The task => Turn the material below, from the line containing "penguin feet, where" through the line containing "Look at the photo above. For each instance of the distant", into a JSON list of strings with one string per line and no blank lines. Include nothing outside that span.

Data entries =>

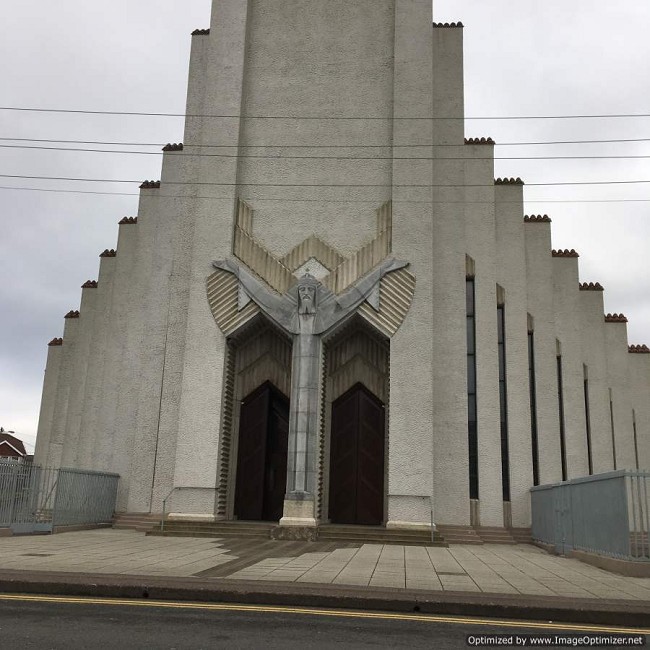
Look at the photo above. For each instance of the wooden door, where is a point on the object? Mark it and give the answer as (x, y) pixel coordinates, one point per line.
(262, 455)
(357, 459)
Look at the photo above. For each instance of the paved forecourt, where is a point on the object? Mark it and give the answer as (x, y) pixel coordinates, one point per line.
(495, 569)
--
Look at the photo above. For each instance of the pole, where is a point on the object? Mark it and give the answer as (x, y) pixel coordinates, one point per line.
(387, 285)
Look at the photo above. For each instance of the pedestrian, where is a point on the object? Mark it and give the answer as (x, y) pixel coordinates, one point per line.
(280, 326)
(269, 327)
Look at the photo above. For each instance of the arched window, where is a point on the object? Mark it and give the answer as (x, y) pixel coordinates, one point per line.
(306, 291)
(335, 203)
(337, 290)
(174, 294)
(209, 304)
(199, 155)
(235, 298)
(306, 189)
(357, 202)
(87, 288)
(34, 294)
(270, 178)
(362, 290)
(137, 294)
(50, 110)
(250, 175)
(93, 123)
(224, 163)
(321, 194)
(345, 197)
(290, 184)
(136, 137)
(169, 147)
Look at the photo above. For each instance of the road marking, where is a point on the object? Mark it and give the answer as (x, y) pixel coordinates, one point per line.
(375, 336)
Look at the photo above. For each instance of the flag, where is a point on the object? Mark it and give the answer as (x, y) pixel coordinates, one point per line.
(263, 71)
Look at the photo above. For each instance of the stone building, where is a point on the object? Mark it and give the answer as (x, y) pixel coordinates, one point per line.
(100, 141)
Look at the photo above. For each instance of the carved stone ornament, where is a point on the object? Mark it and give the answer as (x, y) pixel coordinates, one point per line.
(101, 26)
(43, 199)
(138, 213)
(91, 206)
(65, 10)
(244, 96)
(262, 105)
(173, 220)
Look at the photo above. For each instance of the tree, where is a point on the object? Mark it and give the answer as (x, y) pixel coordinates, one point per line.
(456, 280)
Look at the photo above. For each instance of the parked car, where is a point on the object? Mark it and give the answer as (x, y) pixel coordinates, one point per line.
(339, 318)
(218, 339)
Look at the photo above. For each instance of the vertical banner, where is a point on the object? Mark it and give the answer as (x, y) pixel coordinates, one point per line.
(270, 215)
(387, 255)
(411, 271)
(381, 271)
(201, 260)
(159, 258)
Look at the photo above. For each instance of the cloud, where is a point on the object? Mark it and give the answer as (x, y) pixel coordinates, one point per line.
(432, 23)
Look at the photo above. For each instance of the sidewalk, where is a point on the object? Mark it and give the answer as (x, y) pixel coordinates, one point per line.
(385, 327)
* * *
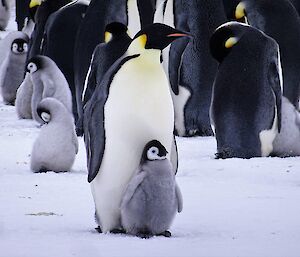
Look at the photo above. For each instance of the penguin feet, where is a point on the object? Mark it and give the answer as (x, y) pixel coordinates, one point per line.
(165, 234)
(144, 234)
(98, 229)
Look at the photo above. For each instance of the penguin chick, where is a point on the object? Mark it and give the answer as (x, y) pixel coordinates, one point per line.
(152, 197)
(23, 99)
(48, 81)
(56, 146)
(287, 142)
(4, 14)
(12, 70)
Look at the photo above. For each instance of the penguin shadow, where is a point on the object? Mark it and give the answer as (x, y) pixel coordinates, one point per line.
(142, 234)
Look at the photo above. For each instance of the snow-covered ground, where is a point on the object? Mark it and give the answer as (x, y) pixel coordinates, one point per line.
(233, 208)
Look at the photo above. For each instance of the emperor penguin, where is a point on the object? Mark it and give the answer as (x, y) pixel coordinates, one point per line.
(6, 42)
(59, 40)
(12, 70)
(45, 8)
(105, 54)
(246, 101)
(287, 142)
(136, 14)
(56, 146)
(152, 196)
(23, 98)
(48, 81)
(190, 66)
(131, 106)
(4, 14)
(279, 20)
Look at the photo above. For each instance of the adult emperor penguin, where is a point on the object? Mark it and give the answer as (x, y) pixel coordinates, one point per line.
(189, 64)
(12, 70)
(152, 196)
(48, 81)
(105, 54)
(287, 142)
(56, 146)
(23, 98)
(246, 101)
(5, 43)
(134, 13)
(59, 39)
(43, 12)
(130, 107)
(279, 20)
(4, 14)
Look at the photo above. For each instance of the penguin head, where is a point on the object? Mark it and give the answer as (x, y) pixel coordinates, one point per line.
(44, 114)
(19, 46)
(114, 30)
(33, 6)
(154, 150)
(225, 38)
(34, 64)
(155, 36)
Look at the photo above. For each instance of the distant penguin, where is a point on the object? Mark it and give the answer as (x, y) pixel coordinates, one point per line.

Response to this task =>
[
  "Look at the photo above. For each instance of the penguin feet, where is a point on the object? Mark it and give the answer as (x, y) pixel coordinates, one point per line.",
  "(165, 234)",
  "(144, 234)",
  "(98, 229)",
  "Look at the photo above. For each instance of the penguin chick, where is a point on the object? Mark it and give the answer as (x, y) pixel coordinates, one point per line.",
  "(152, 197)",
  "(23, 99)",
  "(48, 81)",
  "(56, 146)",
  "(287, 142)",
  "(4, 14)",
  "(12, 70)",
  "Look at the photo above. For each instance of the penguin shadow, where is a point on the object? Mark it and give the answer as (x, y) pixel coordinates, one point per line.",
  "(142, 234)",
  "Look at the photo above. For each instance of the snow-covered ground, where is a point on the object? Mark it and give the answer as (x, y) pixel coordinates, one point per line.",
  "(233, 208)",
  "Look at the photo above. For each instance of the emperor penguin, where is a point on the object? Mark it and give the answer as (x, y) pixel coordinates, one point per line.",
  "(6, 42)",
  "(59, 40)",
  "(12, 70)",
  "(45, 8)",
  "(105, 54)",
  "(246, 101)",
  "(287, 142)",
  "(136, 14)",
  "(56, 146)",
  "(152, 196)",
  "(23, 98)",
  "(48, 81)",
  "(190, 66)",
  "(131, 106)",
  "(4, 14)",
  "(279, 20)",
  "Look at the photo above. For each instance of the adult emperor penguin, where is a point on the object? Mark it and give the answer as (x, y) pixel coordinates, one point per line.",
  "(189, 64)",
  "(12, 70)",
  "(152, 196)",
  "(48, 81)",
  "(105, 54)",
  "(287, 142)",
  "(56, 146)",
  "(23, 98)",
  "(246, 101)",
  "(5, 43)",
  "(134, 13)",
  "(59, 39)",
  "(43, 12)",
  "(130, 107)",
  "(279, 20)",
  "(4, 14)",
  "Look at the photo above. For each instance of the penguin head, where is a point on the object? Mark it and give the answer as (x, y) pixel coordinates, one point per line.",
  "(44, 114)",
  "(19, 46)",
  "(114, 30)",
  "(33, 6)",
  "(154, 150)",
  "(225, 38)",
  "(34, 64)",
  "(155, 36)",
  "Look at the photo above. For each instance of the distant penguin, where is a point on the object? Mark it and give the answer as (x, y) pixel coordinates, one point per line."
]